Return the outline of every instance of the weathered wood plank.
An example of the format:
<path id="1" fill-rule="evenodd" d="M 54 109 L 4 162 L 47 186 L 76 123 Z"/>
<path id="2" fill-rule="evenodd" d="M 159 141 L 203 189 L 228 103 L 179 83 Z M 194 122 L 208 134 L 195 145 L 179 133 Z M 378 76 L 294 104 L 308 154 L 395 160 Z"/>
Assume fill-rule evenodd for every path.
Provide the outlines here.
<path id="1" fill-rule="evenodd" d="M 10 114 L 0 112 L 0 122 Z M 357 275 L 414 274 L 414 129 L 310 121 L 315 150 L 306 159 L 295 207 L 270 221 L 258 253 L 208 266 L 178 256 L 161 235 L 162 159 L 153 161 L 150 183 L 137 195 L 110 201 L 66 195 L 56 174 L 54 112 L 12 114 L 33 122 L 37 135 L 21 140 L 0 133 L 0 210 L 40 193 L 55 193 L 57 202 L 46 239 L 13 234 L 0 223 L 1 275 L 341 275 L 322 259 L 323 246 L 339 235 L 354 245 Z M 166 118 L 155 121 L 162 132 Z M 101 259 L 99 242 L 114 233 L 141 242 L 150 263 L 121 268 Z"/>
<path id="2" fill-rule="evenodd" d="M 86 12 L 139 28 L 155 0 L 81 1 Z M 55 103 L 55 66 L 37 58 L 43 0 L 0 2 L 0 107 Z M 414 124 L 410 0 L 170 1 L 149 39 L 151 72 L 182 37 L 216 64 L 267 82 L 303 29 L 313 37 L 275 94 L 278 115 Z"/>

※

Instructions to follow:
Reproduce the listing above line for line, keeping every character unchanged.

Correct response:
Return the outline of every instance of the weathered wood plank.
An example of the format:
<path id="1" fill-rule="evenodd" d="M 54 109 L 4 162 L 47 186 L 76 123 Z"/>
<path id="2" fill-rule="evenodd" d="M 159 141 L 203 189 L 228 103 L 179 83 Z M 194 122 L 208 134 L 195 145 L 179 133 Z M 378 76 L 294 104 L 308 154 L 395 160 Z"/>
Assume fill-rule evenodd for every path.
Provide the outlines here.
<path id="1" fill-rule="evenodd" d="M 10 114 L 0 112 L 0 122 Z M 357 275 L 414 274 L 414 129 L 310 121 L 315 150 L 306 159 L 295 207 L 270 221 L 258 253 L 208 266 L 178 256 L 161 235 L 162 159 L 153 161 L 150 183 L 137 195 L 110 201 L 66 195 L 56 174 L 54 112 L 12 114 L 33 122 L 37 135 L 21 140 L 0 133 L 0 210 L 40 193 L 55 193 L 57 202 L 46 239 L 13 234 L 0 223 L 1 275 L 341 275 L 322 259 L 323 246 L 339 235 L 354 245 Z M 166 118 L 155 121 L 162 132 Z M 101 259 L 99 242 L 114 233 L 141 242 L 150 263 L 121 268 Z"/>
<path id="2" fill-rule="evenodd" d="M 86 12 L 139 28 L 155 0 L 81 1 Z M 55 103 L 55 66 L 37 58 L 43 0 L 0 2 L 0 107 Z M 414 124 L 410 0 L 170 1 L 149 39 L 151 72 L 182 37 L 216 64 L 267 82 L 303 29 L 313 37 L 275 94 L 278 115 Z"/>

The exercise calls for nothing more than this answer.